*EXERCISE BRIEF*. Retype the lines below exactly, but only those from the line that has "positive clicks: (219, 131)" through the line that has "negative clicks: (557, 632)". Omit every picture.

*Stored items*.
....................

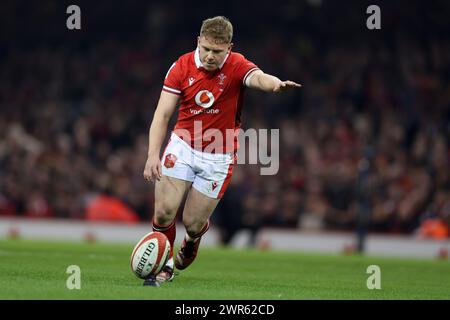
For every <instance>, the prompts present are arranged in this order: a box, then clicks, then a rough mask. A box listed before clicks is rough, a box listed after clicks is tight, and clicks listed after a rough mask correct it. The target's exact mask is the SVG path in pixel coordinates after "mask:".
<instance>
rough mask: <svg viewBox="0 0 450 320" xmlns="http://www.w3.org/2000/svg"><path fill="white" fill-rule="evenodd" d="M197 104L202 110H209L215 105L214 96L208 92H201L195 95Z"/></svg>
mask: <svg viewBox="0 0 450 320" xmlns="http://www.w3.org/2000/svg"><path fill="white" fill-rule="evenodd" d="M195 103H196V104H197V105H198V106H200V107H202V108H205V109H206V108H209V107H211V106H212V105H213V103H214V96H213V94H212V93H211V92H209V91H208V90H201V91H199V92H198V93H197V94H196V95H195Z"/></svg>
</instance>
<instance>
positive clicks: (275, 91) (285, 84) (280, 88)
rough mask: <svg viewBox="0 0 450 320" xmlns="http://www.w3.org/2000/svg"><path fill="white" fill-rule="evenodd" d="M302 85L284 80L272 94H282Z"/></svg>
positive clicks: (277, 86) (293, 82)
mask: <svg viewBox="0 0 450 320" xmlns="http://www.w3.org/2000/svg"><path fill="white" fill-rule="evenodd" d="M301 86H302V85H301V84H299V83H296V82H294V81H290V80H286V81H281V82H280V83H279V84H278V85H277V86H276V87H275V88H274V89H273V92H276V93H279V92H283V91H286V90H288V89H291V88H300V87H301Z"/></svg>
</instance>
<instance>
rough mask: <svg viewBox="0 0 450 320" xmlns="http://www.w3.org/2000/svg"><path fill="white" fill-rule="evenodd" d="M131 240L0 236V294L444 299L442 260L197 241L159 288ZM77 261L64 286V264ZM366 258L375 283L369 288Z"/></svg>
mask: <svg viewBox="0 0 450 320" xmlns="http://www.w3.org/2000/svg"><path fill="white" fill-rule="evenodd" d="M132 248H133V245H117V244H100V243H70V242H43V241H29V240H0V299H121V300H124V299H158V300H161V299H180V300H185V299H189V300H192V299H201V300H208V299H231V300H234V299H239V300H245V299H252V300H253V299H271V300H277V299H282V300H285V299H450V263H449V262H448V261H440V260H418V259H414V260H413V259H396V258H395V259H394V258H378V257H365V256H357V255H353V256H343V255H319V254H306V253H292V252H274V251H258V250H234V249H226V248H201V250H200V252H199V256H198V257H197V260H196V261H195V263H194V264H193V265H192V266H190V267H189V268H188V269H186V270H184V271H182V272H180V275H178V276H177V277H176V278H175V279H174V281H173V282H172V283H167V284H164V285H163V286H161V287H160V288H155V287H143V286H142V280H140V279H138V278H136V277H135V276H134V275H133V274H132V272H131V270H130V266H129V257H130V254H131V250H132ZM70 265H78V266H79V267H80V268H81V289H80V290H69V289H67V287H66V280H67V278H68V277H69V276H70V275H69V274H67V273H66V269H67V267H68V266H70ZM369 265H378V266H379V267H380V268H381V289H380V290H369V289H367V286H366V283H367V279H368V277H369V276H370V275H369V274H367V273H366V269H367V267H368V266H369Z"/></svg>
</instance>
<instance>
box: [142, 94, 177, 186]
mask: <svg viewBox="0 0 450 320" xmlns="http://www.w3.org/2000/svg"><path fill="white" fill-rule="evenodd" d="M178 99H179V96H178V95H176V94H172V93H169V92H165V91H161V96H160V98H159V102H158V106H157V107H156V111H155V114H154V116H153V121H152V124H151V126H150V131H149V135H148V156H147V162H146V163H145V169H144V178H145V179H146V180H148V181H154V180H155V179H157V180H160V179H161V175H162V168H161V160H160V159H159V153H160V151H161V146H162V143H163V141H164V137H165V136H166V132H167V125H168V123H169V120H170V118H171V117H172V115H173V113H174V112H175V108H176V106H177V104H178Z"/></svg>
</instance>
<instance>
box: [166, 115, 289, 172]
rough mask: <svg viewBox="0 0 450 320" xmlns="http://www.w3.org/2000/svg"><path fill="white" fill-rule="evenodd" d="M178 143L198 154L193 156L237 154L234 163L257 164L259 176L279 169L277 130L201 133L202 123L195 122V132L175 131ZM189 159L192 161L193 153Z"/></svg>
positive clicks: (219, 131)
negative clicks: (179, 138) (190, 158)
mask: <svg viewBox="0 0 450 320" xmlns="http://www.w3.org/2000/svg"><path fill="white" fill-rule="evenodd" d="M173 132H174V134H176V135H177V136H178V137H179V138H180V139H181V140H183V141H184V142H186V143H187V144H188V145H190V146H191V147H192V149H194V150H196V151H199V152H198V153H196V154H195V156H196V157H200V158H203V157H207V155H208V154H224V156H229V155H230V156H231V155H236V158H235V159H234V160H235V161H234V163H236V164H260V165H262V167H261V168H260V174H261V175H276V174H277V173H278V170H279V168H280V130H279V129H270V130H269V129H258V130H257V129H253V128H250V129H247V130H243V129H237V130H236V129H226V130H225V132H223V131H222V130H219V129H215V128H209V129H206V130H203V122H202V121H194V132H193V134H191V132H190V131H189V130H187V129H175V130H174V131H173ZM191 160H192V161H195V157H194V154H191Z"/></svg>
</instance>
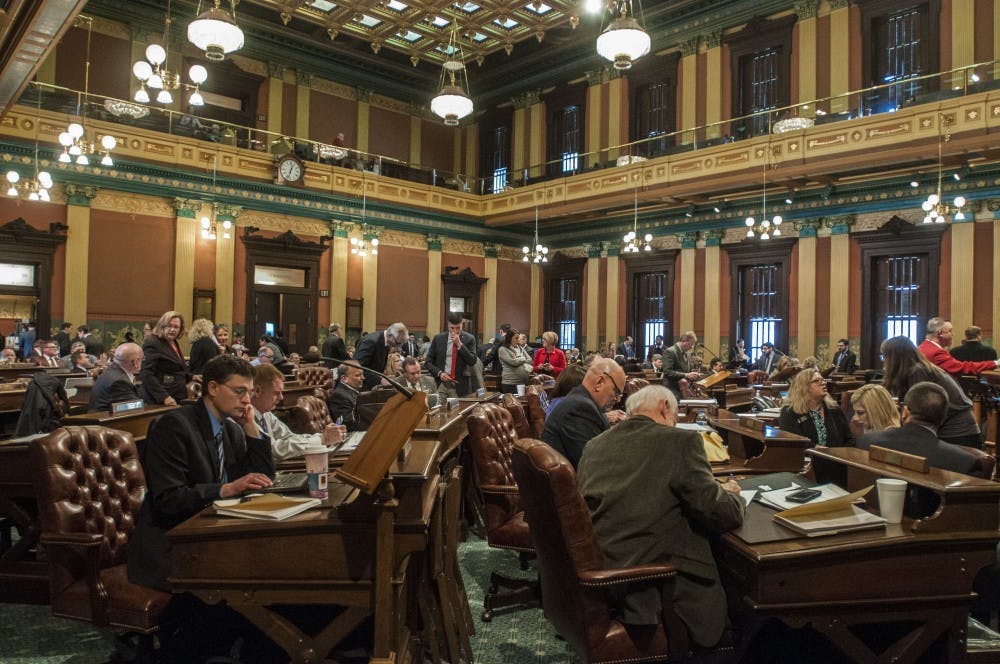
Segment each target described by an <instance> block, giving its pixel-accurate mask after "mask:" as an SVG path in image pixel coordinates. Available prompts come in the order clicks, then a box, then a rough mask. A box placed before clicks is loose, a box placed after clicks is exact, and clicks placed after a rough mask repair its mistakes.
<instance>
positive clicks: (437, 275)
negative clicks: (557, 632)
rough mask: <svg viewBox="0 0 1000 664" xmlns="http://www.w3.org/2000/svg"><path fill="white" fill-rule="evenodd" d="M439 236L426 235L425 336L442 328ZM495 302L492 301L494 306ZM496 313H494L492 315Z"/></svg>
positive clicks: (440, 248) (440, 270)
mask: <svg viewBox="0 0 1000 664" xmlns="http://www.w3.org/2000/svg"><path fill="white" fill-rule="evenodd" d="M441 297H442V285H441V236H440V235H434V234H428V235H427V336H430V337H432V336H434V335H435V334H437V333H438V332H439V331H441V330H442V329H443V327H442V323H441ZM495 306H496V302H494V308H495ZM495 315H496V314H495V313H494V316H495Z"/></svg>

....................

*TASK ANSWER*.
positive clicks: (219, 131)
negative clicks: (179, 138) (190, 158)
mask: <svg viewBox="0 0 450 320" xmlns="http://www.w3.org/2000/svg"><path fill="white" fill-rule="evenodd" d="M173 132H174V134H176V135H177V136H178V137H179V138H180V139H181V140H183V141H184V142H186V143H187V144H188V145H190V146H191V147H192V149H194V150H196V151H199V152H198V153H196V154H195V156H196V157H200V158H203V157H207V155H208V154H224V156H229V155H230V156H231V155H236V158H235V159H234V160H235V161H234V163H236V164H260V165H262V167H261V168H260V174H261V175H276V174H277V173H278V170H279V168H280V130H279V129H270V130H269V129H258V130H257V129H253V128H250V129H247V130H243V129H237V130H236V129H226V130H225V132H223V131H222V130H219V129H215V128H209V129H206V130H203V122H202V121H194V132H193V134H191V132H190V131H189V130H187V129H175V130H174V131H173ZM191 160H192V161H195V157H194V154H191Z"/></svg>
</instance>
Segment each target described by an <instance> block, giving its pixel-accurate mask after "mask:" as an SVG path in image pixel coordinates. Available prompts come in the order clicks, then a box, then a rough mask. A box placed before clicks is loose, a box placed after clicks is exact, and clicks placed after a rough mask repair its mistakes.
<instance>
positive clicks: (437, 275)
negative clicks: (557, 632)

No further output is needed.